BEGIN Data provided

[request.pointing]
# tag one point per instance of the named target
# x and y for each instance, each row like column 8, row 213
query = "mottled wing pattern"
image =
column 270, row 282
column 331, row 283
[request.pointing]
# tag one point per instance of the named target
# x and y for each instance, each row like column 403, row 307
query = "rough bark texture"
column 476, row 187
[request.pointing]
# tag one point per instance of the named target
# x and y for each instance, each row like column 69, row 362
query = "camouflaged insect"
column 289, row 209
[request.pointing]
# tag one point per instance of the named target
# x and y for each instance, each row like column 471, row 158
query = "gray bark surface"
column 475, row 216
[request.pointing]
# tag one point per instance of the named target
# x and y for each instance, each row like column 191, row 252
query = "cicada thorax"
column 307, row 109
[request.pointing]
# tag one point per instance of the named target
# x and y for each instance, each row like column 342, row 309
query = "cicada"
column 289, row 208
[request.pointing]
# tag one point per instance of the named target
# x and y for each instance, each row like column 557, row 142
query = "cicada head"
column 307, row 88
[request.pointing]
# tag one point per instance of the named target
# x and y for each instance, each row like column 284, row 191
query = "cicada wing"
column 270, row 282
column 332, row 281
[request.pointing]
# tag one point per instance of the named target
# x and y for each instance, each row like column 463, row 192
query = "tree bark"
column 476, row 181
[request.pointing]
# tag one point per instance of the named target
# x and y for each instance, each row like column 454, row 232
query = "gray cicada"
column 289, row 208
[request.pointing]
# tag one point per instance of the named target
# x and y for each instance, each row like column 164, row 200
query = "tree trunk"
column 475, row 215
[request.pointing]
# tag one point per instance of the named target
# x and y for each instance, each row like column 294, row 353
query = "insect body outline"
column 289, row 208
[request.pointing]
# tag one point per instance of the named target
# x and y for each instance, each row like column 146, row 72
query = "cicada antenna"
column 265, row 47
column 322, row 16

END Data provided

→ **What to do**: Reproduce each record exactly, leaving nothing out.

→ **Reply to the exercise**:
[request.pointing]
# tag one point per instance of the named target
# x and y for each instance, each row like column 8, row 213
query = "mottled wing pattern"
image =
column 270, row 282
column 331, row 283
[request.pointing]
# tag one point per instance of the named target
# x and y for each instance, each row like column 403, row 307
query = "rough bark texture"
column 476, row 187
[request.pointing]
# tag one point per instance of the named target
# x and y for each instance, each row like column 69, row 362
query = "camouflaged insect"
column 289, row 209
[request.pointing]
# tag one point per instance of the named target
# x and y for each instance, each row like column 471, row 158
query = "gray bark surface"
column 475, row 216
[request.pointing]
# tag one point per instance of the named target
# x and y for each instance, each row like column 191, row 252
query = "cicada thorax"
column 307, row 109
[request.pointing]
# tag one point per instance of the named target
# x and y for each instance, each row like column 342, row 309
query = "cicada"
column 289, row 208
[request.pointing]
# tag one point per instance of the named target
# x and y for each instance, each row like column 557, row 142
query = "cicada head"
column 307, row 88
[request.pointing]
# tag one point per instance of the named target
# x and y for each instance, each row like column 284, row 191
query = "cicada wing"
column 270, row 282
column 332, row 281
[request.pointing]
# tag one point per instance of the named target
# x and y for each instance, each row like column 463, row 192
query = "tree bark"
column 476, row 181
[request.pointing]
# tag one point per instance of the named target
# x and y for each instance, each row like column 454, row 232
query = "gray cicada"
column 289, row 208
[request.pointing]
# tag one point per instance of the named target
# x and y for each instance, each row like column 164, row 200
query = "tree trunk"
column 475, row 215
[request.pointing]
# tag one point per instance of the named target
# x and y for each instance, each row like column 294, row 353
query = "insect body outline"
column 289, row 208
[request.pointing]
# tag one point per instance of the named target
# x and y for each instance, each row like column 146, row 72
query = "cicada antenna"
column 265, row 47
column 322, row 16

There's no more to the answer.